PAGE TEXT
Former Hong Kong Chief Secretary for Administration Lee Ka-chiu (John Lee, 李家超), a veteran police officer, became the only candidate running for the sixth term in the Chief Executive election. If there is no accident or unforseen circumstance, he will be elected and become the first Chief Executive of Hong Kong from the security system.

A One-Man Election: An Automatic Win without Competition

On April 13, Lee Ka-chiu formally submitted his nomination form to run for Hong Kong’s sixth Chief Executive election and announced that he had obtained 786 nomination votes, more than half of the total votes that the 1,454 members of the Election Committee could cast {1}. On April 18, the candidate eligibility review committee of Hong Kong declared the nomination of Lee was valid {2}. Under the arrangement of “perfecting the electoral system,” the result of the upcoming election of Hong Kong’s Chief Executive on May 8 is clear: Lee Ka-chiu, with the ”blessing” of the Central Government, has become Beijing’s “only preferred candidate” facing a one-man election.

The incumbent Chief Executive, Carrie Lam, announced on April 4 that she would not seek re-election due to “family reasons” and would officially end her 42 years of service in Hong Kong on June 30. She said she had expressed her wish to Beijing as early as March last year and received understanding and respect.

On the morning of April 6, the Liaison Office of the Central People’s Government in Hong Kong met with the election committee members. After the meeting, a member of the election committee told some media that Lee Ka-chiu would be “the only candidate supported by the Central Government” and called other election committee members to support him {3}. At 3:00 p.m. on the same day, Lee handed in his resignation letter, announcing his leaving as Chief Secretary for Administration and his intention to run for Chief Executive.

On April 7, Lee received the approval from the State Council to be removed from his duties as the Chief Secretary for Administration. On April 9, Lee officially announced his candidacy {4}.

On April 15, Lee talked about his commitment to pass Article 23 of Hong Kong’s Basic Law. Beijing tried to push through this article in September 2002, under then Chief Executive of Hong Kong Tung Chee Hwa. The article states that Hong Kong “shall enact laws on its own to prohibit any act of treason, secession, sedition, or subversion against the Central People’s Government, or any theft of state secrets, to prohibit foreign political organizations or bodies from conducting political activities in the Region, and to prohibit political organizations or bodies of the Region from establishing ties with foreign political organizations or bodies.”

This Chinese Communist Party’s (CCP’s) flavored language stoked public concerns that the freedoms they enjoyed would deteriorate. That together with other factors, resulted in a massive demonstration in Hong Kong on July 1, 2003, in which an estimated 500,000 people participated. The bill was then shelved indefinitely, and Tung resigned in March 2005.

EXTRACTED DATA
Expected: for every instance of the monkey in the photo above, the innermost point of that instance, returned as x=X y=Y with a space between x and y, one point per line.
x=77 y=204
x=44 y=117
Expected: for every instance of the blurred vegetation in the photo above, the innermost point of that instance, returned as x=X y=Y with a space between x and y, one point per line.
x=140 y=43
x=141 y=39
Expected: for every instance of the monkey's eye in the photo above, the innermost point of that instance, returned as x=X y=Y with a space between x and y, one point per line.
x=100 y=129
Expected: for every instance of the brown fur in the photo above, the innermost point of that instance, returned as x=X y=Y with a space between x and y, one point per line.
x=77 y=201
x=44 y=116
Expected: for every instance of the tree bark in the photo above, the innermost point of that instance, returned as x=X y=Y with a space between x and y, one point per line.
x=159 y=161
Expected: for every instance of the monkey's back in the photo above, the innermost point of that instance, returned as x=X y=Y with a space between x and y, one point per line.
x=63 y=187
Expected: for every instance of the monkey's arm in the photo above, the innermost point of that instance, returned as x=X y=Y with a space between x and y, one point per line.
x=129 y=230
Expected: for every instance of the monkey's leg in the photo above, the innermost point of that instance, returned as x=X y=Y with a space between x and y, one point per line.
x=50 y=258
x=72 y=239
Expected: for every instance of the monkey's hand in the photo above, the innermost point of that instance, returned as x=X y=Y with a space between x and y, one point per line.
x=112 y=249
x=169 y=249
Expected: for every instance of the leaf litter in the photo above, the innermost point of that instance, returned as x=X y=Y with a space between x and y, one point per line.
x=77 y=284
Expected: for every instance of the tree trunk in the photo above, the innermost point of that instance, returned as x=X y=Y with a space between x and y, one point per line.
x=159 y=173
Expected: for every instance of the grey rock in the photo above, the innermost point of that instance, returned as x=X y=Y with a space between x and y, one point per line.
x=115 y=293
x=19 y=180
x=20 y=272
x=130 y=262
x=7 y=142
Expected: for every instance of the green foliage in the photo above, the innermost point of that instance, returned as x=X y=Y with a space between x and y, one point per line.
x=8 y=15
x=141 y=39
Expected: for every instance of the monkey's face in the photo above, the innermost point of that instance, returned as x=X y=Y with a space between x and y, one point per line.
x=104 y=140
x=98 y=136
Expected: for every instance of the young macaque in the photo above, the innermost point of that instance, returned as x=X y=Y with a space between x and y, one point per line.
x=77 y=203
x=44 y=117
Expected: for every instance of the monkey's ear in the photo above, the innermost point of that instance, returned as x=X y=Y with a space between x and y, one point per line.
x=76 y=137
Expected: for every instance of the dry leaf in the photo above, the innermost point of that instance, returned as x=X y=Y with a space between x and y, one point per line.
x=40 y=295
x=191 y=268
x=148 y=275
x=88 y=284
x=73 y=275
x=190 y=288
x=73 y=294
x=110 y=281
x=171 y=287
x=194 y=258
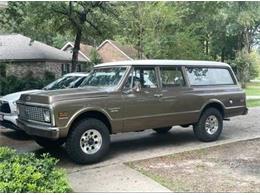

PROBLEMS TO SOLVE
1. In the Hong Kong election text, how many nomination votes did Lee Ka-chiu announce he had obtained?
2. In the entries, take every line from the one containing "Expected: for every instance of the monkey's hand" through the end of the entries, including the lines that begin with "Expected:", and shift the x and y coordinates of each answer point by -42. Leave the pictures out.

COMPLETE ANSWERS
1. 786

2.
Expected: for every instance of the monkey's hand in the photo above, the innermost point of that instance, returned as x=X y=Y with a space between x and y, one point per line.
x=70 y=207
x=127 y=207
Expected: for every instance of the leaf litter in the photo above, the innermost point of that instance, returned as x=X y=Y with a space between x and y, one point per line.
x=35 y=242
Expected: for every instance of the tree trunk in the photo above, the innermost point of that instance, returned as x=X y=Y with a space between x and y, one point per line.
x=117 y=131
Expected: for every instance of the grey rock in the photo above, the innermost point of that instance, returned as x=X y=Y with a space between x and y, one point per line.
x=73 y=251
x=-23 y=138
x=-22 y=230
x=88 y=220
x=-35 y=100
Expected: for every instance of the green foliage in the photo above, the innermost point of that instance, returned as x=X y=Y with a space between x and y, one point per line.
x=-34 y=-27
x=99 y=-3
Expected: for every instance of the monkey's face in the photo above, the innermost point of that instance, returned as x=X y=Y with a space between x and y, one point per line.
x=62 y=98
x=56 y=94
Expected: for every instance of the young macaque in the photo above, the innermost point of that instance, returned as x=X y=Y with a space between x and y, one point per line.
x=35 y=161
x=2 y=75
Expected: for every instance of the monkey's ear in the photo above, the innermost point of that instance, returned as x=X y=Y with a space between x and y, one point per line.
x=34 y=95
Expected: for every instance of the dry leaf in the photo above, the innermost point of that instance, returned as x=X y=Y with a space between x and y, one point per line.
x=-2 y=253
x=149 y=226
x=106 y=233
x=46 y=242
x=31 y=233
x=148 y=246
x=31 y=252
x=68 y=239
x=129 y=245
x=152 y=216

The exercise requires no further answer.